EXERCISE INPUTS:
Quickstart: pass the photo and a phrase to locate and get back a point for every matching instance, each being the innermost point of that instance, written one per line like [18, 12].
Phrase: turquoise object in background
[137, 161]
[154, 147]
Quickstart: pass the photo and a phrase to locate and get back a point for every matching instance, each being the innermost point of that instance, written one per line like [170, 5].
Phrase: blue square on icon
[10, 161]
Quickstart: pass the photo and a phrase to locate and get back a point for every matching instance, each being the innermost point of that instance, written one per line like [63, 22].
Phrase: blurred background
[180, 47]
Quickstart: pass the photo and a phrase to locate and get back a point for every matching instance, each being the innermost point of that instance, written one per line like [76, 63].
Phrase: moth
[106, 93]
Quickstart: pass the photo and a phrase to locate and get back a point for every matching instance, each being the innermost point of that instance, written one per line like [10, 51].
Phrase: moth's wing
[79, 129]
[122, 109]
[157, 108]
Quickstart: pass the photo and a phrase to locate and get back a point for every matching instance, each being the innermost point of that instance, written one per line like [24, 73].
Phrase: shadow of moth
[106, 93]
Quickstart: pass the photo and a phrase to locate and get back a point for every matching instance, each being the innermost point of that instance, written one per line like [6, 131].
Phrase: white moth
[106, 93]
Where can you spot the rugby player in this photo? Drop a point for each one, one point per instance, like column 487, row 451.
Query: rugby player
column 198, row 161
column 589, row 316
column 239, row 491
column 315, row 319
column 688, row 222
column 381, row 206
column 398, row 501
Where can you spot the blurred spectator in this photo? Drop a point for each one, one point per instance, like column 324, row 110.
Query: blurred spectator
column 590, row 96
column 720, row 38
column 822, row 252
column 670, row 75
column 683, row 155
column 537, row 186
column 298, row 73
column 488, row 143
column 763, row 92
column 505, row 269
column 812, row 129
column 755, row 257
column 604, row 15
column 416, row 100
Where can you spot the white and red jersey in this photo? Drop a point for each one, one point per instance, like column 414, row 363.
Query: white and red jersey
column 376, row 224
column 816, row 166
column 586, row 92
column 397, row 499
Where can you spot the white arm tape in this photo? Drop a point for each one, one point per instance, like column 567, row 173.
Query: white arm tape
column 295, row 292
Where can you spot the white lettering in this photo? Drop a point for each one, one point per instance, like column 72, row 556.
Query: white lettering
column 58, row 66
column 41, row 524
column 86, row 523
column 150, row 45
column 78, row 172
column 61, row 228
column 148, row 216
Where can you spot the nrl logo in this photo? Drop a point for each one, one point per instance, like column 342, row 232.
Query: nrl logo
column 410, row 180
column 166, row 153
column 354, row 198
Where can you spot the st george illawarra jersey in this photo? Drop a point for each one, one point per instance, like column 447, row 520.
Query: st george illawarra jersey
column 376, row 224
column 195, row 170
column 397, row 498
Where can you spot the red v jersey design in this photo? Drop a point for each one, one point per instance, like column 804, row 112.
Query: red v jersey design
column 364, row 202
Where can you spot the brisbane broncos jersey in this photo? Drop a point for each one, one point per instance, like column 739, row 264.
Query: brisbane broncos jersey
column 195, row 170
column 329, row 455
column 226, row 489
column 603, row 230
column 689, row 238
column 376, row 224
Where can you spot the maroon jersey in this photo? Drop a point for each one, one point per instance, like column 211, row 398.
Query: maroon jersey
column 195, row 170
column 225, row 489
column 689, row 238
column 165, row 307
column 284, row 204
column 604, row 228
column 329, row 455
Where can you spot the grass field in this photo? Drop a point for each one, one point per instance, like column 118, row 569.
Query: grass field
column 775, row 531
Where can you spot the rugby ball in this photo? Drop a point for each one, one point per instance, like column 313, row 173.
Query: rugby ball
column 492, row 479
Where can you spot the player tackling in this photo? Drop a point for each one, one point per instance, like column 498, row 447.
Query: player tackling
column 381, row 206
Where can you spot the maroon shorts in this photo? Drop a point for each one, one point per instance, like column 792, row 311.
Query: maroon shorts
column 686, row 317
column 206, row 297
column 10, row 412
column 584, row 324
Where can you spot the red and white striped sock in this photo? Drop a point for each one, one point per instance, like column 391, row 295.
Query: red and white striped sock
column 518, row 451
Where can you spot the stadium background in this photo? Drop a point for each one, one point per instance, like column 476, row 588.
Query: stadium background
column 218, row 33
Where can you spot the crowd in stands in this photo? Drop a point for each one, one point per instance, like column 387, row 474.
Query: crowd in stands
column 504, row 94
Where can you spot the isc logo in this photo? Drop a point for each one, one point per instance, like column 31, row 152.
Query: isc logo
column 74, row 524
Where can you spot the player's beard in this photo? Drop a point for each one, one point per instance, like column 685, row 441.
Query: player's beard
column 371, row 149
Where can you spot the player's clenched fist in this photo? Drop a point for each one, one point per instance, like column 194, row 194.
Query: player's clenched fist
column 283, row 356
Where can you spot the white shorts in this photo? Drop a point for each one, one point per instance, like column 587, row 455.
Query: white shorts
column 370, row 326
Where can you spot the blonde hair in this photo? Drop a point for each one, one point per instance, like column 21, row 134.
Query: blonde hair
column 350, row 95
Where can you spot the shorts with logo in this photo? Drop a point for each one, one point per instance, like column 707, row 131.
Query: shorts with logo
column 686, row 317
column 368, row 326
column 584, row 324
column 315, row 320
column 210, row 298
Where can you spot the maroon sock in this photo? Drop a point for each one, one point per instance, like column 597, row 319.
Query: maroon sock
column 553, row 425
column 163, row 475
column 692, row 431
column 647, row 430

WHAT IS REQUIRED: Copy the listing above line for line, without changing anything.

EXERCISE RESULT:
Quickstart: pass the photo and a phrase to locate and get back a point for every matching instance, each being the innermost point of that instance, written one per line like [18, 12].
Phrase: turquoise object in background
[137, 161]
[154, 147]
Quickstart: pass the photo and a phrase to locate and get back a point for every matching instance, each being the innermost point of that instance, written one per line like [170, 5].
Phrase: blue square on icon
[10, 161]
Quickstart: pass the photo and a phrase to locate and get back a point for every matching instance, each being the innermost point of that instance, written one per line like [63, 22].
Phrase: blurred background
[180, 47]
Quickstart: pass the photo and a phrase to locate and get back a point for every matching instance, each being the innermost point of that instance, written one per line like [76, 63].
Phrase: moth
[106, 93]
Quickstart: pass the photo and a phrase to locate and get back a point for every matching instance, each being the innermost point of that instance, written one per line like [10, 51].
Phrase: moth's wing
[79, 129]
[122, 109]
[157, 108]
Quickstart: pass the photo and a phrase to locate and get back a point for every matching instance, each being the innermost point of that instance, written one per line like [24, 73].
Phrase: shadow of moth
[106, 93]
Quickstart: pass the photo and a phrase to locate and get back a point for every matching instance, each being the innermost point of that instance, written one per line like [6, 131].
Phrase: white moth
[106, 93]
Where can you spot the rugby player in this photo? Drop a point for each one, one point per instance, like column 487, row 451.
Query: rugby player
column 198, row 161
column 589, row 316
column 239, row 491
column 315, row 319
column 688, row 222
column 381, row 206
column 398, row 501
Where can you spot the blurred spectator in this photo? Drop a point for each one, one point per instance, like column 324, row 110.
Query: blurred spectator
column 590, row 96
column 720, row 38
column 822, row 252
column 670, row 75
column 683, row 155
column 537, row 186
column 298, row 73
column 488, row 143
column 763, row 92
column 505, row 269
column 812, row 129
column 755, row 257
column 604, row 15
column 416, row 100
Where can you spot the white and red jersey in this photo? Drop a point for each one, one point per instance, like column 414, row 363.
Query: white and red jersey
column 376, row 224
column 816, row 166
column 586, row 92
column 397, row 499
Where can you spot the white arm tape in this photo? Drop a point for each one, one point per instance, like column 567, row 173.
Query: white arm tape
column 295, row 292
Where can you spot the white lettering in this photo? Drop a point for each one, one point per instance, like column 72, row 556.
Query: white lettering
column 58, row 66
column 41, row 524
column 86, row 523
column 150, row 45
column 78, row 172
column 61, row 228
column 148, row 216
Where can you spot the nrl logo in this photo? Drop a point for each one, one point per instance, like column 342, row 232.
Query: nrl logo
column 410, row 180
column 166, row 153
column 354, row 198
Where can you spot the st george illawarra jersey in this photo? Drop a point for each one, one point per instance, like column 447, row 520.
Query: st george illawarra jersey
column 376, row 224
column 195, row 170
column 397, row 498
Where can you spot the red v jersey design in this photo? Drop a point for each one, one point per instance, like column 804, row 112.
Query: red v jersey design
column 364, row 202
Where can you spot the brisbane broncos jersey in this photo? Drop a point for each one, one point per instance, like column 739, row 264.
Query: brisbane broncos jersey
column 195, row 170
column 329, row 455
column 226, row 489
column 603, row 230
column 689, row 238
column 376, row 224
Where can you spot the maroon jersey in this photo? Drop a point for each one, one point per instance, like column 211, row 398.
Query: maroon jersey
column 195, row 170
column 225, row 489
column 689, row 238
column 165, row 307
column 284, row 204
column 604, row 228
column 329, row 455
Where can you spot the grass field in this photo? Drop a point for each one, one point per instance, like column 118, row 569.
Query: grass field
column 775, row 531
Where can you spot the rugby ball in this photo? Drop a point for each one, one point per instance, like column 313, row 173.
Query: rugby ball
column 492, row 479
Where can you spot the player tackling in this photo? Drop a point for each one, one point per instance, like column 498, row 447.
Query: player tackling
column 381, row 206
Where can you spot the maroon shorts in this photo? Drop a point for each one, one point per instance, like column 792, row 311.
Query: maroon shorts
column 686, row 317
column 206, row 297
column 10, row 412
column 584, row 324
Where can you spot the red and white striped sock in this photo? Drop a point for each one, one point per instance, like column 391, row 295.
Query: red and white striped sock
column 518, row 451
Where can you spot the stadium background in this photo? Drop a point for each one, one point per instance, like column 476, row 588.
Query: stadium background
column 218, row 33
Where can you spot the crowd in stands in this photo? Drop a point for each one, one point per instance, like column 387, row 474.
Query: crowd in stands
column 504, row 94
Where can you spot the isc logo in this photo? Drop a point for each one, one point per instance, like column 31, row 152.
Query: isc logo
column 74, row 524
Where can you spot the player's beard in this photo? Drop a point for each one, one point per instance, like column 685, row 441.
Query: player's beard
column 371, row 149
Where can you spot the player's clenched fist in this photo? Drop a point for each one, one point per instance, like column 194, row 194.
Query: player's clenched fist
column 283, row 356
Where can you spot the white shorts in this photo? Drop a point for each one, one point per instance, like column 587, row 455.
Query: white shorts
column 370, row 326
Where can you spot the blonde hair in this photo? Drop a point for each one, one point per instance, like column 21, row 134.
Query: blonde hair
column 350, row 95
Where can you spot the shorts with logo in this photo? Drop a point for each one, one point per instance, like column 707, row 131.
Query: shorts with logo
column 686, row 317
column 368, row 326
column 584, row 324
column 315, row 320
column 210, row 298
Where can you spot the maroon sock in this photo? Drop a point for each one, one point per instance, like column 597, row 319.
Query: maroon sock
column 553, row 425
column 163, row 475
column 692, row 431
column 647, row 430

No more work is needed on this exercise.